In the data that follows, count each line holding the string "boxes"; answer with the number only.

+++ Given data +++

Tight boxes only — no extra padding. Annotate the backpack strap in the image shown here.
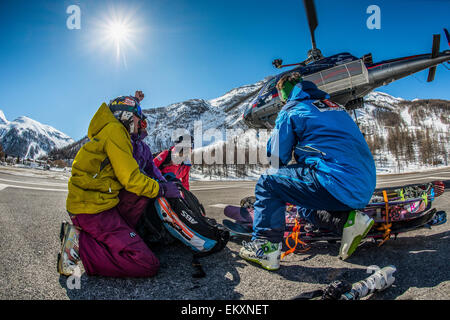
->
[155,176,231,278]
[191,227,230,278]
[191,255,207,278]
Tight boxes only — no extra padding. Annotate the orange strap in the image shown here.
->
[281,218,310,259]
[377,190,392,247]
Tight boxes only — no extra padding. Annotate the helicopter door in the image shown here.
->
[302,59,369,97]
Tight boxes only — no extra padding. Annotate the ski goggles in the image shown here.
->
[139,118,147,129]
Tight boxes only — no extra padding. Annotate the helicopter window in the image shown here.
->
[303,73,323,86]
[320,65,349,83]
[267,80,277,91]
[302,60,369,95]
[262,78,278,94]
[346,61,364,76]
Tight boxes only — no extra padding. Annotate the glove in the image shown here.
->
[158,182,181,198]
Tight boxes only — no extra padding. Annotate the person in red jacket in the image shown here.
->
[154,135,192,190]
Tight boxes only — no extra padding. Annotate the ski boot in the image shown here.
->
[57,221,81,276]
[339,210,374,260]
[239,239,282,271]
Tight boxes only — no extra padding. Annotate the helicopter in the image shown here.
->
[243,0,450,129]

+++

*Answer space:* 9